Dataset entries

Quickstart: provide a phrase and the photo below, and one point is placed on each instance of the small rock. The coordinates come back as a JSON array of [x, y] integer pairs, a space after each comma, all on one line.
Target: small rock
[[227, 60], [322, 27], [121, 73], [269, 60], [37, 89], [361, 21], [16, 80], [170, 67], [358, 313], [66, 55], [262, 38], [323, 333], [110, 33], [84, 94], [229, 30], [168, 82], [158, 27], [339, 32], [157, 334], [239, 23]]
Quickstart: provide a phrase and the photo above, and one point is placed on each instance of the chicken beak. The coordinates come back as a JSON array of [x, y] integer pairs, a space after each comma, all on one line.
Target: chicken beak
* * *
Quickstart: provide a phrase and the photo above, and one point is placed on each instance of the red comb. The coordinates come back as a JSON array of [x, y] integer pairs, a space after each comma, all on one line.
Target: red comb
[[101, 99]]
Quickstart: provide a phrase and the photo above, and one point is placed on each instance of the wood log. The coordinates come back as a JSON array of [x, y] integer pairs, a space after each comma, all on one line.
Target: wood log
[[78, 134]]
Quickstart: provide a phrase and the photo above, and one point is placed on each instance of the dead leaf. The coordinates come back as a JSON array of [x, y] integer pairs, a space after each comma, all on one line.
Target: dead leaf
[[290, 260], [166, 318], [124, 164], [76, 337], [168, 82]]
--
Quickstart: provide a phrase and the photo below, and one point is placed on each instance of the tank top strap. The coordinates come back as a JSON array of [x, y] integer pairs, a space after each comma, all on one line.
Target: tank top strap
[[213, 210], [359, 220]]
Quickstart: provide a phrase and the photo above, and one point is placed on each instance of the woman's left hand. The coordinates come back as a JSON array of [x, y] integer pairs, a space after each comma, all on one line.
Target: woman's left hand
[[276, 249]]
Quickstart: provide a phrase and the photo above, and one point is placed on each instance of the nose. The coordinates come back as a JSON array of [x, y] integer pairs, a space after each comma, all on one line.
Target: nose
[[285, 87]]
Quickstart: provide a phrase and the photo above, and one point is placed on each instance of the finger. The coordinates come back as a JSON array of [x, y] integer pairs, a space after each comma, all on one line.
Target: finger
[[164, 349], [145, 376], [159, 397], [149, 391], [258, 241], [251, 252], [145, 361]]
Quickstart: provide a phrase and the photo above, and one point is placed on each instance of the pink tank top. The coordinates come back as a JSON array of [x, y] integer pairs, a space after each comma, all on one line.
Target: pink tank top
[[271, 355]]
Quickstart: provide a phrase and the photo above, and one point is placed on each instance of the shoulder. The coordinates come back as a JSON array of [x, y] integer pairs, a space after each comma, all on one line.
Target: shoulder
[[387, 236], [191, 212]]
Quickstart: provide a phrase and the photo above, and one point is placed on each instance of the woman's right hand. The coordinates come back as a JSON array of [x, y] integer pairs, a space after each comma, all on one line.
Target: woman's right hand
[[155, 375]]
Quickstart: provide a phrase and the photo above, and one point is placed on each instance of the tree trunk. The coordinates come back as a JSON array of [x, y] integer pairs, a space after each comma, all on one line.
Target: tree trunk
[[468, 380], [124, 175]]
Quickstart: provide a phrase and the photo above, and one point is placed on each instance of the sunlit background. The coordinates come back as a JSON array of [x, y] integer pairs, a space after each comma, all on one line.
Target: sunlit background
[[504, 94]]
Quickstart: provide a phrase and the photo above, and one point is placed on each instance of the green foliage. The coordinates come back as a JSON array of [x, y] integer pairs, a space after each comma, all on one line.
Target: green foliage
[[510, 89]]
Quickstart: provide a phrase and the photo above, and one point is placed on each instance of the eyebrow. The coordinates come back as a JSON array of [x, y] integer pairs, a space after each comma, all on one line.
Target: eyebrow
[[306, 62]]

[Exercise task]
Copy the listing word for word, starting at the line that contains "of the small" and ending after the line that contains "Target: small rock".

[Solution to the exercise]
Quickstart: provide a phrase and the photo below, and one point is placed on each instance of the small rock. The coordinates come back as a JSON array of [x, y] integer pairs, a space after each comma, all on one line.
Target: small rock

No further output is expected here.